SUPPLIED INFORMATION:
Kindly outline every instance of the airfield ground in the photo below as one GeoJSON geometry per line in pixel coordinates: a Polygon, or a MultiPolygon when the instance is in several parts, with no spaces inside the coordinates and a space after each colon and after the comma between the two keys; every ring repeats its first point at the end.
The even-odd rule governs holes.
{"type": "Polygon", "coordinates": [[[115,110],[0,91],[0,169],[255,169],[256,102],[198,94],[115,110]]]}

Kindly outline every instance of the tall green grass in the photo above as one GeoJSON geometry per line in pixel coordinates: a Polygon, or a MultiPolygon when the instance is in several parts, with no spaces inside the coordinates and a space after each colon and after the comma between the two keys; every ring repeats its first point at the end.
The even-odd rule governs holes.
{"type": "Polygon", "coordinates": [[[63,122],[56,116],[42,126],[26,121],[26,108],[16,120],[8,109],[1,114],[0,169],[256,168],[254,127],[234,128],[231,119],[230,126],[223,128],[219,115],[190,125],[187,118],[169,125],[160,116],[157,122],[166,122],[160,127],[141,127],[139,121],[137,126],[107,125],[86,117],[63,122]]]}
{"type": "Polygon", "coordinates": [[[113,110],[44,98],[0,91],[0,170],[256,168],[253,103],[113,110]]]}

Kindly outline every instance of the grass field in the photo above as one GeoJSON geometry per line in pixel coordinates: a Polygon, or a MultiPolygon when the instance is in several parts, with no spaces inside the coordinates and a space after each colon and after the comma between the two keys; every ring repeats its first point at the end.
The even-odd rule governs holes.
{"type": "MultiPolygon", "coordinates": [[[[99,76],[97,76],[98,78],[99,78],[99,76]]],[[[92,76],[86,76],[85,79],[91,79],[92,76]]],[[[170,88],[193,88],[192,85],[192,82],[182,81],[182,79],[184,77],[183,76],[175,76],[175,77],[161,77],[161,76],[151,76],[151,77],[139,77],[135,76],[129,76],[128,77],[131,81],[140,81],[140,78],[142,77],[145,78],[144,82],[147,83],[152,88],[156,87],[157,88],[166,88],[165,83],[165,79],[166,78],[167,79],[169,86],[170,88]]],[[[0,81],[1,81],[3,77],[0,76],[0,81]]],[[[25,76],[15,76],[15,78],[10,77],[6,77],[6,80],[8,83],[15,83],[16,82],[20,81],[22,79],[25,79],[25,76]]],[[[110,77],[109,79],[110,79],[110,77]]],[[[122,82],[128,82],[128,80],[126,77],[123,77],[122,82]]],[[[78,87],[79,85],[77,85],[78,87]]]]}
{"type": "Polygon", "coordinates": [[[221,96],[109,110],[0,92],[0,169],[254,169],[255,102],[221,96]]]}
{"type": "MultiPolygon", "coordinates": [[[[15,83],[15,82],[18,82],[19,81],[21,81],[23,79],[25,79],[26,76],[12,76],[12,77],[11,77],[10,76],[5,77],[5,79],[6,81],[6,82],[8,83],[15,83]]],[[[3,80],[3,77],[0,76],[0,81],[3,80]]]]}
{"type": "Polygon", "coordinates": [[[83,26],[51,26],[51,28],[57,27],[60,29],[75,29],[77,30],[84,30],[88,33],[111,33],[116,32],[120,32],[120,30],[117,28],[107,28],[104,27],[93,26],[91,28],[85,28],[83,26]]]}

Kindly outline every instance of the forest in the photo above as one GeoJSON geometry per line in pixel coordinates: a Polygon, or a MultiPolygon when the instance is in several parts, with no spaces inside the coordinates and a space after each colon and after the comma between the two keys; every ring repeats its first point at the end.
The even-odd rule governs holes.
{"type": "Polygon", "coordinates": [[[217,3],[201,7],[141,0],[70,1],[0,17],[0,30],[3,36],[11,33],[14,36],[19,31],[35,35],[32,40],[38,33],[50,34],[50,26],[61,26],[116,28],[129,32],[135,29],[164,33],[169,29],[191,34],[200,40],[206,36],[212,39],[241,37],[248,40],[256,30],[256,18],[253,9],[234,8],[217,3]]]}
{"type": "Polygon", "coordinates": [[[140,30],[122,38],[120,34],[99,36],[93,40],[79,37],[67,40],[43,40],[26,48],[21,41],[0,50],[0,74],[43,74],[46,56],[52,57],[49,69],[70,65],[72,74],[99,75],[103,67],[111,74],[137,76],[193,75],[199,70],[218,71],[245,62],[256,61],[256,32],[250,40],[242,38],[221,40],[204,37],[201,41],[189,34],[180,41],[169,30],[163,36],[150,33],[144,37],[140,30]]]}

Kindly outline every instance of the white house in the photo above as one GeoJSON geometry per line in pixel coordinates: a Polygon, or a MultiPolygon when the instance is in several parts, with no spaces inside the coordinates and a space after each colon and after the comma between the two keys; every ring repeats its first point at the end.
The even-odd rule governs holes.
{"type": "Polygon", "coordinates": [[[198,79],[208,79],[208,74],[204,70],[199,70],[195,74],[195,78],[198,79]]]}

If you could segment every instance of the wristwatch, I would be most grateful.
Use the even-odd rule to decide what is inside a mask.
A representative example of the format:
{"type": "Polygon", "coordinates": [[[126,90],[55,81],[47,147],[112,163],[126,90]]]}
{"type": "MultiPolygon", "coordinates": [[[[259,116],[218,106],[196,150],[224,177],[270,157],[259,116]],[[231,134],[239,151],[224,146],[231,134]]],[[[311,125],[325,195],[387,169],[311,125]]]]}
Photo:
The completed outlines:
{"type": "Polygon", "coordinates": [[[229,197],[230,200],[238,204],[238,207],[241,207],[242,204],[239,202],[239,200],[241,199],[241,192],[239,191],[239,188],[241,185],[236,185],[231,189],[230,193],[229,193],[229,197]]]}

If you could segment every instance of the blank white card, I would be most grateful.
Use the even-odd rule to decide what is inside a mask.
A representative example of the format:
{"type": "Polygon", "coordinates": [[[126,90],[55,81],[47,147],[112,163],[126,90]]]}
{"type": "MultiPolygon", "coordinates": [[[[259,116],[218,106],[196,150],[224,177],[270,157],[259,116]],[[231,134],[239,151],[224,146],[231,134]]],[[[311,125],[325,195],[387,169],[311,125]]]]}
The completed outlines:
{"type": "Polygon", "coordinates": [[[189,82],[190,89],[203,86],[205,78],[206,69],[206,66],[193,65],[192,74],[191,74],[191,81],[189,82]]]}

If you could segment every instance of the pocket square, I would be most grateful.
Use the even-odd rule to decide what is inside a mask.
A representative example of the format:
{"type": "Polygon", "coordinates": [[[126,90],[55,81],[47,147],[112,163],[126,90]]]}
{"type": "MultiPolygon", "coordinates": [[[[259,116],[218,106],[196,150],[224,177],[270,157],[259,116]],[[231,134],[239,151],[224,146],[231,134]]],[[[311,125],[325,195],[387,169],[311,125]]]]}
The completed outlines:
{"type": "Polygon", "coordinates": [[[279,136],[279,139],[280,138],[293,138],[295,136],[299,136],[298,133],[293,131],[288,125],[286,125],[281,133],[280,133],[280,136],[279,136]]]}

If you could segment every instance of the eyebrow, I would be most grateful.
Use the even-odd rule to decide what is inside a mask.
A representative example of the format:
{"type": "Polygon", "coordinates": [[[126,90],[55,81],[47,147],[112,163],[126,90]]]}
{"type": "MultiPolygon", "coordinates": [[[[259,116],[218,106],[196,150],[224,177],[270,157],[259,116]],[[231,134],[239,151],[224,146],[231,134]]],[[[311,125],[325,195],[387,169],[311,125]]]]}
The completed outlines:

SHORT TASK: Reproduce all of the data above, line for line, without any changes.

COMPLETED EXERCISE:
Kindly outline every instance of the airfield ground in the photo below as one GeoJSON geometry per line in pixel coordinates: a Polygon, or a MultiPolygon when the instance is in several parts, with no spaces inside the coordinates and a space after each colon and after the comma between the two keys; every ring repeats its first point at the end.
The even-odd rule governs holes.
{"type": "Polygon", "coordinates": [[[115,110],[0,91],[0,169],[255,169],[256,102],[198,94],[115,110]]]}

Kindly outline every instance of the tall green grass in the photo above as one GeoJSON geometry per line in pixel coordinates: a Polygon, or a MultiPolygon when the instance is in several parts, with no spaces inside the coordinates and a space after each colon and after the comma between the two keys; every ring repeats its first point at the end.
The even-odd rule governs holes.
{"type": "Polygon", "coordinates": [[[63,122],[56,116],[42,126],[26,121],[26,108],[16,120],[8,109],[1,114],[0,169],[256,168],[254,127],[234,128],[231,119],[230,126],[223,128],[219,115],[190,125],[187,118],[169,125],[160,116],[157,122],[166,122],[160,127],[141,127],[139,121],[137,126],[107,125],[86,117],[63,122]]]}
{"type": "Polygon", "coordinates": [[[113,110],[44,98],[0,91],[0,170],[256,168],[253,103],[113,110]]]}

Kindly outline every instance of the grass field in the photo above as one GeoJSON geometry per line in pixel coordinates: a Polygon, or a MultiPolygon when the instance is in several parts, with no spaces inside the coordinates and a space after each colon and after the comma between the two keys; every ring repeats its first point at the end.
The even-odd rule governs holes.
{"type": "MultiPolygon", "coordinates": [[[[99,76],[97,76],[98,78],[99,78],[99,76]]],[[[92,76],[86,76],[85,79],[91,79],[92,76]]],[[[170,88],[193,88],[192,85],[192,82],[182,81],[182,79],[184,77],[183,76],[175,76],[175,77],[161,77],[161,76],[151,76],[151,77],[139,77],[135,76],[129,76],[128,77],[131,81],[140,81],[140,78],[142,77],[145,78],[144,82],[147,83],[152,88],[156,87],[157,88],[166,88],[165,83],[165,79],[166,78],[167,79],[169,86],[170,88]]],[[[0,81],[1,81],[3,77],[0,76],[0,81]]],[[[25,76],[15,76],[15,78],[10,77],[6,77],[6,80],[8,83],[15,83],[16,82],[20,81],[22,79],[25,79],[25,76]]],[[[110,77],[109,79],[110,79],[110,77]]],[[[122,82],[128,82],[128,80],[126,77],[123,77],[122,82]]],[[[78,87],[79,85],[77,85],[78,87]]]]}
{"type": "Polygon", "coordinates": [[[221,96],[109,110],[0,92],[0,169],[254,169],[255,102],[221,96]]]}
{"type": "MultiPolygon", "coordinates": [[[[15,83],[15,82],[18,82],[19,81],[21,81],[23,79],[25,79],[26,76],[12,76],[12,77],[11,77],[10,76],[5,77],[5,79],[6,81],[6,82],[8,83],[15,83]]],[[[3,80],[3,77],[0,76],[0,81],[3,80]]]]}
{"type": "Polygon", "coordinates": [[[83,26],[51,26],[51,28],[57,27],[60,29],[75,29],[77,30],[84,30],[88,33],[111,33],[116,32],[120,32],[120,30],[117,28],[107,28],[104,27],[93,26],[91,28],[85,28],[83,26]]]}

Kindly outline every instance of the forest in the photo above as one GeoJSON geometry per line in pixel coordinates: a Polygon, or a MultiPolygon when the instance is in several parts, with no spaces inside the coordinates and a space after each colon and after the comma between the two keys; every ring repeats its first point at the end.
The even-odd rule governs holes.
{"type": "Polygon", "coordinates": [[[217,3],[201,7],[141,0],[70,1],[0,17],[0,30],[3,36],[11,33],[14,36],[19,31],[35,35],[32,40],[38,33],[50,34],[50,26],[61,26],[116,28],[129,32],[135,29],[164,33],[169,29],[191,34],[200,40],[206,36],[212,39],[241,37],[248,40],[256,30],[256,18],[253,9],[234,8],[217,3]]]}
{"type": "Polygon", "coordinates": [[[140,30],[122,38],[120,34],[99,36],[93,40],[79,37],[67,40],[43,40],[26,48],[21,41],[0,50],[0,74],[43,74],[46,56],[52,57],[49,69],[70,65],[72,74],[99,75],[103,67],[111,74],[137,76],[193,75],[199,70],[218,71],[245,62],[256,61],[256,32],[250,40],[242,38],[221,40],[204,37],[201,41],[189,34],[180,41],[169,30],[163,36],[150,33],[144,37],[140,30]]]}

Kindly outline every instance of the white house in the photo above as one GeoJSON geometry per line in pixel coordinates: a Polygon, or a MultiPolygon when the instance is in several parts, with no spaces inside the coordinates and a space after each colon and after the comma between the two keys; every ring repeats its first point at the end.
The even-odd rule governs holes.
{"type": "Polygon", "coordinates": [[[198,79],[208,79],[208,74],[204,70],[199,70],[195,74],[195,78],[198,79]]]}

If you could segment every instance of the wristwatch, I would be most grateful.
Use the even-odd rule to decide what is inside a mask.
A representative example of the format:
{"type": "Polygon", "coordinates": [[[126,90],[55,81],[47,147],[112,163],[126,90]]]}
{"type": "MultiPolygon", "coordinates": [[[[259,116],[218,106],[196,150],[224,177],[270,157],[259,116]],[[231,134],[239,151],[224,146],[231,134]]],[[[311,125],[325,195],[387,169],[311,125]]]]}
Photo:
The completed outlines:
{"type": "Polygon", "coordinates": [[[229,197],[230,200],[238,204],[238,207],[241,207],[242,204],[239,202],[239,200],[241,199],[241,192],[239,191],[239,188],[241,185],[236,185],[231,189],[230,193],[229,193],[229,197]]]}

If you could segment every instance of the blank white card, I would be most grateful.
Use the even-odd rule to decide what is inside a mask.
A representative example of the format:
{"type": "Polygon", "coordinates": [[[126,90],[55,81],[47,147],[112,163],[126,90]]]}
{"type": "MultiPolygon", "coordinates": [[[[259,116],[218,106],[196,150],[224,177],[270,157],[259,116]],[[231,134],[239,151],[224,146],[231,134]]],[[[311,125],[325,195],[387,169],[311,125]]]]}
The completed outlines:
{"type": "Polygon", "coordinates": [[[189,82],[190,89],[203,86],[205,78],[206,69],[206,66],[193,65],[192,74],[191,74],[191,81],[189,82]]]}

If you could segment every instance of the pocket square, I would be most grateful.
Use the even-odd rule to decide what is inside a mask.
A representative example of the format:
{"type": "Polygon", "coordinates": [[[126,90],[55,81],[47,147],[112,163],[126,90]]]}
{"type": "MultiPolygon", "coordinates": [[[[259,116],[218,106],[196,150],[224,177],[270,157],[259,116]],[[231,134],[239,151],[224,146],[231,134]]],[[[311,125],[325,195],[387,169],[311,125]]]]}
The completed outlines:
{"type": "Polygon", "coordinates": [[[279,136],[279,139],[280,138],[293,138],[295,136],[299,136],[298,133],[293,131],[288,125],[286,125],[281,133],[280,133],[280,136],[279,136]]]}

If you could segment every instance of the eyebrow, I would be most grateful.
Use the even-odd rule to decide what is inside a mask.
A representative example of the format:
{"type": "Polygon", "coordinates": [[[126,90],[55,81],[47,147],[112,163],[126,90]]]}
{"type": "MultiPolygon", "coordinates": [[[[259,116],[218,106],[196,150],[224,177],[270,157],[259,116]],[[231,134],[239,151],[224,146],[231,134]]],[[[311,125],[325,195],[387,169],[311,125]]]]}
The completed outlines:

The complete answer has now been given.